#### CONJUNTO DE TAREAS:
- 1) ¿Quién es, según la carta sobre la Iglesia y los laicistas, el primer interlocutor de la Iglesia?
- 2) Enumera todos los adjetivos con los que la carta sobre la Iglesia y los laicistas califica el valor que deben mostrar las intervenciones de los católicos.
- 3) Prolonga la carta sobre la Iglesia y los laicistas a partir del punto en que termina.

#### TEXTO MOSTRADO:
━━━━━━━━━━━━━━━━━━━━━━━━━━━━━━

En estas semanas pasadas los medios de comunicación se han ocupado de la Iglesia con más intensidad de lo normal y aun de lo deseable. No es que vaya a terciar en las polémicas pasadas. Al contrario. Bien pasadas están. Con esta Carta pretendo advertir a unos y otros contra el peligro de enredarnos en pequeñas polémicas de segundo o tercer orden perdiendo de vista lo que de verdad es fundamental para todos. Sería una equivocación pensar que, ahora, lo más urgente para los católicos es polemizar con el Gobierno. Y sería una pura coartada para los laicistas centrar la atención en sus discusiones con la Iglesia encubriendo con ello su verdadero desafío.

El primer interlocutor de la Iglesia no es el Gobierno, ni los partidos políticos, sino las personas, las familias, la sociedad entera con todas sus instituciones. También el gobierno, también los políticos, pero no en primer lugar. Seguramente es más urgente anunciar el evangelio de Dios a las personas concretas, en el santuario de su libertad, y en especial a quienes están en el origen de las ideas y de los valores vigentes en la vida social. Los barcos de vela son muy hermosos, pero su fuerza les viene de los vientos que ellos no fabrican sino que aprovechan hábilmente.

Nuestro quehacer, nuestra obligación más apremiante, lo que de verdad necesitan de nosotros nuestros conciudadanos, es que seamos capaces de presentarles, de manera creíble y convincente, la persona y la doctrina de Jesús como principio de humanidad, gratuito, universal, superior y anterior a todo, incluso a la Iglesia. Y a partir de la presentación de Jesús, tendremos que anunciar a quien nos quiera escuchar la cercanía, el amor de Dios, y la necesidad que tenemos de El para descubrir y lograr las verdaderas dimensiones y las mejores calidades de nuestra vida personal y de toda la historia humana.

Evidentemente, los católicos y los responsables de la Iglesia no podemos dejar de defender los derechos civiles que nos asisten en una sociedad democrática, no podemos dejar de anunciar los postulados de la moral cristiana y de la moral racional, advirtiendo sobre las consecuencias de los posibles errores u omisiones en cuestiones importantes para el bien de las personas y de la sociedad. Pero estas intervenciones sobre cuestiones concretas tendremos que presentarlas siempre a partir de una comprensión cristiana y religiosa de la vida. Ninguna de nuestras intervenciones, públicas o privadas, puede omitir la referencia a la persona de Jesucristo y a la fe en Dios como punto de partida y fundamento indispensable para hacerlas comprensibles y mostrar su valor positivo, humanizador y liberador.

En cuanto dependa de nosotros, los católicos, no deberíamos dar pie a que los laicistas justifiquen sus posiciones en las deficiencias de la Iglesia, en los errores o en los aciertos de los católicos. Con nuestra vida, con nuestras obras y palabras, tenemos que llevarlos amigablemente a plantearse en su interior la cuestión básica, la pregunta fundamental de cualquier persona que quiera vivir honestamente en nuestro mundo: ¿necesito creer en Jesucristo para vivir en la verdad y autenticidad de mi vida? ¿necesito responder religiosamente a la presencia de un Dios paternal que se interesa por mí? Cada uno tiene que ponderar las razones para el sí o para el no, independientemente de que los Obispos seamos conservadores o progresistas.

━━━━━━━━━━━━━━━━━━━━━━━━━━━━━━

Registros de datos guardados:
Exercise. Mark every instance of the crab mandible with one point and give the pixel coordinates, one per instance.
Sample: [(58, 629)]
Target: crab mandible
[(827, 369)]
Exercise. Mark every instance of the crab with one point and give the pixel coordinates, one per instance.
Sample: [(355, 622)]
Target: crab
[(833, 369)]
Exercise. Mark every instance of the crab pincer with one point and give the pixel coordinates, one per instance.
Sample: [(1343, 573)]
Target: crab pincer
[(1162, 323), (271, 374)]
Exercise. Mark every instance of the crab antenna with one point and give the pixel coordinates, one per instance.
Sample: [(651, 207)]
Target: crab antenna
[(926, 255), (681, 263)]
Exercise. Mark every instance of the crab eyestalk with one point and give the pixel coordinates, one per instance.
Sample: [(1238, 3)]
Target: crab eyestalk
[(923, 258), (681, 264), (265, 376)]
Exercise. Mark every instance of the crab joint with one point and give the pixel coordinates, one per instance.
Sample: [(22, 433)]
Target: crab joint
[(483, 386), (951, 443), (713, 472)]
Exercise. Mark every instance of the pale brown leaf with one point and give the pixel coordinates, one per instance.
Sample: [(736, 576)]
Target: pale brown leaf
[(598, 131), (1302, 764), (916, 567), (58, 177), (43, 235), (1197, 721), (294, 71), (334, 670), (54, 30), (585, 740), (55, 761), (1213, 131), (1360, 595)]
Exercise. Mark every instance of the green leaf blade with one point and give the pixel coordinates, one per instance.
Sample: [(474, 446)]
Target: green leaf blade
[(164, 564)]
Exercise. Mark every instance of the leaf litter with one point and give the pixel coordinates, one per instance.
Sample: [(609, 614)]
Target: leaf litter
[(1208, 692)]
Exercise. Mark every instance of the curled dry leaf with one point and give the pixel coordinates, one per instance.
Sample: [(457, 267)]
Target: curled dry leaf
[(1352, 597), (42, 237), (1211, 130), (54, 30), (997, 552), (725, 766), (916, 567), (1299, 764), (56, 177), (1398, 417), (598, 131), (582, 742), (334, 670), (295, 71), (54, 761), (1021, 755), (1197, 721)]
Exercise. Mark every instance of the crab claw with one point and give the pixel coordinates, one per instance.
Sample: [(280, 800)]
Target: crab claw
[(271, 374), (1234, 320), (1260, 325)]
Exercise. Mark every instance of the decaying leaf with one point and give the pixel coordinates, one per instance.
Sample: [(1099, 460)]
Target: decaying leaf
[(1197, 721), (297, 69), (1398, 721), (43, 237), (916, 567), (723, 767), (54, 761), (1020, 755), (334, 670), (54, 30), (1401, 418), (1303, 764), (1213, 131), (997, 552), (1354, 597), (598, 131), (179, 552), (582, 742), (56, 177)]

━━━━━━━━━━━━━━━━━━━━━━━━━━━━━━

#### RESPUESTAS POR TAREA:
- 1) Las personas, las familias y la sociedad entera con todas sus instituciones.

- 2) Positivo, humanizador y liberador.

- 3)
En nuestra sociedad se está produciendo un fenómeno inquietante que es la huída de la interioridad, de la hondura personal, de la responsabilidad sobre la verdad profunda de la propia existencia. Uno puede ser de izquierdas o de derechas, conservador o progresista, creyente o laicista. Pero todo ello es secundario, lo que verdaderamente importa es que cada uno se responsabilice de la verdad y del acierto de su existencia, de sus actitudes ante los demás, ante lo justo y lo injusto, la verdad y la mentira, la vida y la muerte. Y en este clima de sinceridad y de hondura toda persona cabal tiene que dejar atrás las polémicas circunstanciales y plantearse la cuestión capital que da a su ser personal y que consiste en su postura de aceptación y reconocimiento ante la realidad objetiva, la realidad previa, la realidad original y envolvente que en definitiva es el Dios vivo y verdadero.

Sólo en este terreno podemos anunciar con eficacia el evangelio de Jesús, sólo en este clima podrán ser comprendidas nuestras posturas, sólo si sabemos llegar a este nivel de la verdad personal de cada uno podremos conseguir la atención y el respeto de nuestros interlocutores. Siempre habrá quien no quiera llegar a este nivel de apertura y sinceridad, es el riesgo y la seriedad de la libertad. Nosotros tenemos la obligación de presentar a todos la propuesta de Jesús en las mejores condiciones posibles, luego cada uno será responsable de su respuesta ante Dios y ante los hombres.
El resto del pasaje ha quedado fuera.